* [Text]:
========================================
Since "global communism" actually was defeated, and the USSR actually did collapse, and Reagan actually was in office during that time, that idea is nowhere near the same league of lies and/or delusions that are the hallmark of historical revisionism.
It is, however, a gross insult to everyone else who did so much more than Reagan, including risking their own lives, to bring down communism and the USSR.
 
Leckie is quite correct - whenever we come upon a significant archaeological site or region and begin to dig, no matter how early the site is, more often than not there is evidence of warfare. The evidence may not necessarily be as direct as weapons and spearheads, either; one of the most telling indications of hostilities between two tribes or groups of people is if the two are in close enough proximity to make contact probable, yet there is a "no-man's land", an area between the two where no evidence of settlement can be found, and for good reason - that's where the hostile confrontations happened most often. But there was always conflict - if not between two or more tribes, then internecine. It's interesting to note that whenever a civilization developed the written word, the thing that was invariably written about first and most often was not their religion, or their "understanding of the balance of nature", but warfare - boasts of victory and conquest.
========================================
* [Available data]:
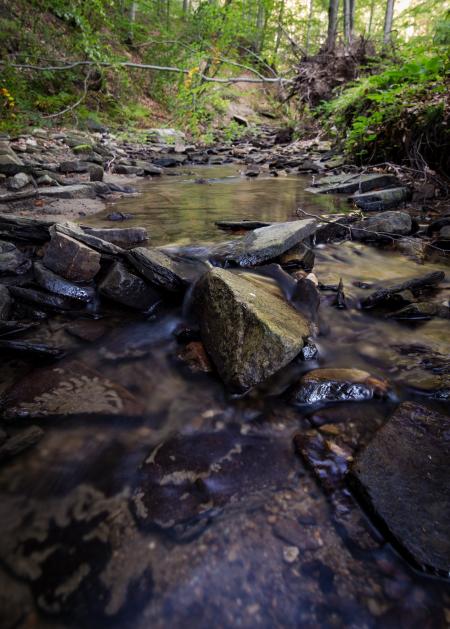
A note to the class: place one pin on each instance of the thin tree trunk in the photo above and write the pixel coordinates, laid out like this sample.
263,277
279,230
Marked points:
333,10
388,19
280,26
371,16
308,29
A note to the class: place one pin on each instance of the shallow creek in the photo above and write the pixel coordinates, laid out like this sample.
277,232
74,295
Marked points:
246,529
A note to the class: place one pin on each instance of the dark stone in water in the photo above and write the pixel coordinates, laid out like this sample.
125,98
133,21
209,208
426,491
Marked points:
12,260
403,477
121,237
270,242
60,286
386,296
192,477
19,442
162,270
119,216
80,553
45,300
238,225
71,259
70,389
5,302
28,229
338,385
128,289
30,348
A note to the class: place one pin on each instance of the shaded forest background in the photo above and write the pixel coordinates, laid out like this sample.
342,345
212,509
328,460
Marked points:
373,74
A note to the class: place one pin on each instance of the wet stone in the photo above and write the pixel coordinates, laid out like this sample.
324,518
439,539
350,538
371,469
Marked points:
60,286
338,385
128,289
19,442
122,237
5,303
403,477
71,388
381,200
270,242
191,478
12,260
249,332
71,259
81,554
162,270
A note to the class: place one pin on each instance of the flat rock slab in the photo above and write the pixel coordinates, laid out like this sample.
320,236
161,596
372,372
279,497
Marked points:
76,191
270,242
380,200
404,476
71,259
162,270
70,389
128,289
348,184
121,237
249,332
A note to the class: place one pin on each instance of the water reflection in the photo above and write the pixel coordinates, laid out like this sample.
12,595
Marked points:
176,209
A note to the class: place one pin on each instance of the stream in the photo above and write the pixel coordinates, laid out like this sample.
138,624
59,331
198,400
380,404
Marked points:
250,526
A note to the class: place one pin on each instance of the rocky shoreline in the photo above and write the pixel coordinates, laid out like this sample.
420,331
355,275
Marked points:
253,310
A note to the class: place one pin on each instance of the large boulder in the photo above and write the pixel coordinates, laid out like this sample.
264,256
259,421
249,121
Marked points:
270,242
249,331
71,259
403,476
128,289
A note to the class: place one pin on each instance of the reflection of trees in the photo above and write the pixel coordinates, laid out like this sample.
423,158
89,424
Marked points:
176,211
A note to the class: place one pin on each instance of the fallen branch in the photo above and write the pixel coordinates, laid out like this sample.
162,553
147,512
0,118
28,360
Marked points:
143,66
393,238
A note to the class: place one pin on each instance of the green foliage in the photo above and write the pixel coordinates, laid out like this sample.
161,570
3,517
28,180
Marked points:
393,114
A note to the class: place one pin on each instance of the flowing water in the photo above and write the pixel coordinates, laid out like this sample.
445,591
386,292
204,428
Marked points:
197,511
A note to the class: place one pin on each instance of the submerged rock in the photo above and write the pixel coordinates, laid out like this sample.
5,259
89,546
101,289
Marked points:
71,259
249,332
128,289
395,294
380,200
60,286
162,270
403,476
381,226
270,242
338,385
19,442
121,237
70,389
18,181
12,260
348,184
5,303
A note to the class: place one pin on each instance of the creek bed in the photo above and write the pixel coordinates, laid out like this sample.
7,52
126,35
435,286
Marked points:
253,523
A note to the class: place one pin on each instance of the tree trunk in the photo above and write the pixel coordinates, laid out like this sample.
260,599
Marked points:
333,9
372,12
308,29
388,19
280,26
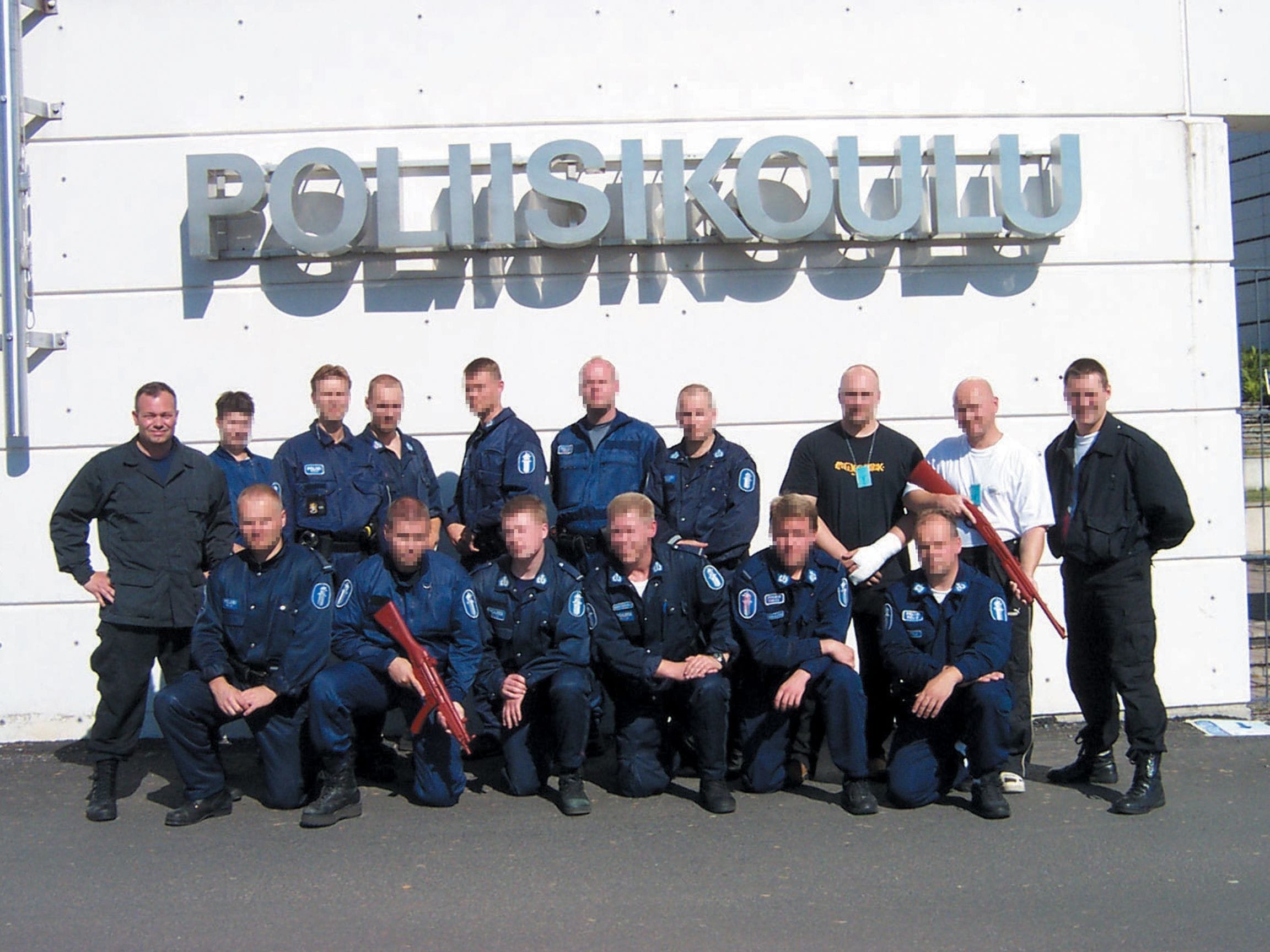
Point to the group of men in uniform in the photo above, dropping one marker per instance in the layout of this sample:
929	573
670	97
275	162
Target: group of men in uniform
643	592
========================================
* [Exercise set]:
1. Which lines in the entries contain the string "water"? Gather every one of them, and treat uppercase and lowercase as different.
2. Can you continue the passage on Reagan, communism, and early warfare from the point where it stops?

* [Answer set]:
1.
A note to the class: place one pin on each instance of the dark stone in water in the photo above and write the pixel coordinates, laid out like this sample.
A note to the class: place one pin on each instance of the water reflection in the photo above and write the pixel coordinates, laid out like this sample.
A note to the class: place one pin on each instance of the flowing water in the photo above and write the pixel coordinates, laid out like this sample.

2.
Hi Joshua Korosi,

Just to say that I liked your Cult Archaeology thread, too! There is indeed a huge amount of Woo of the Ancient World. I'm a Near Eastern archaeologist myself, and the place is a minefield of Goddess worshippers and aliens... If I can lend a hand with any debunkingness, let me know, if you like...

Can I take a tiny issue with what you wrote above, though? Firstly, it might be helpful to distinguish between warfare and interpersonal violence. For many Neolithic (i.e. agricultural) cultures of the ancient near east, there is often little unambiguous evidence for warfare - organised political violence. There's quite a bit for people hitting each other quite hard in the head, though.

Also, the very first writing in the Near East (from the site of Uruk) is not even about victories or warfare. The earliest texts say things like: "10 sheep. 5 units of barley." They're accounting tallies: extremely unromantic. We owe a huge slice of civilisation to... accountants.

But your point remains, that the first thing they started writing down weren't eco-friendly Nobel Savage lifestyle tips.